**WHAT TO WORK ON**. For this exercise, write out each entry below exactly, omitting the images.

Data excerpts
┄┄┄┄┄┄┄┄┄┄┄┄┄┄┄┄┄┄┄┄
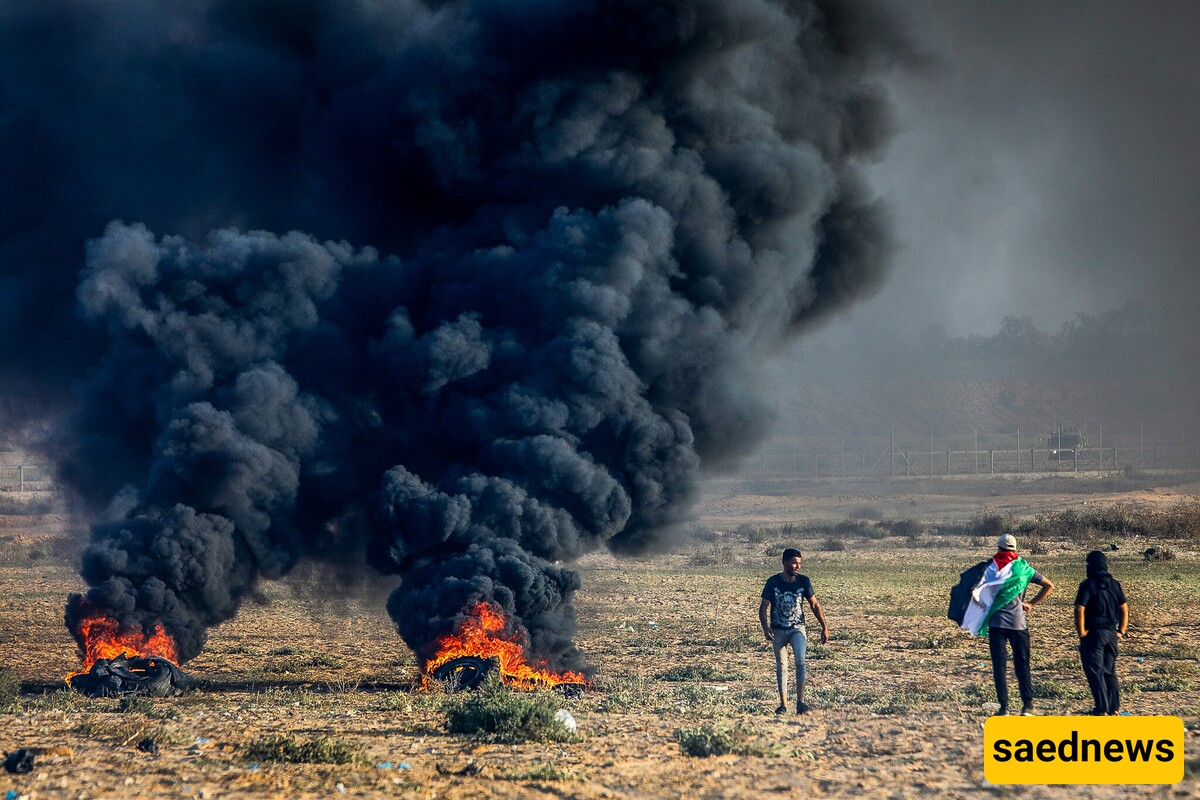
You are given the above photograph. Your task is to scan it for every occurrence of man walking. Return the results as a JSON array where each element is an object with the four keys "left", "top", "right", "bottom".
[
  {"left": 961, "top": 534, "right": 1053, "bottom": 716},
  {"left": 1075, "top": 550, "right": 1128, "bottom": 715},
  {"left": 759, "top": 548, "right": 828, "bottom": 714}
]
┄┄┄┄┄┄┄┄┄┄┄┄┄┄┄┄┄┄┄┄
**RESPONSE AREA**.
You are given the above photograph. Your task is to scan it for every occurrence of man walking. Return the results as a JSON array where each element is an object with the four keys "left", "top", "right", "bottom".
[
  {"left": 961, "top": 534, "right": 1053, "bottom": 716},
  {"left": 1075, "top": 550, "right": 1128, "bottom": 715},
  {"left": 759, "top": 548, "right": 828, "bottom": 714}
]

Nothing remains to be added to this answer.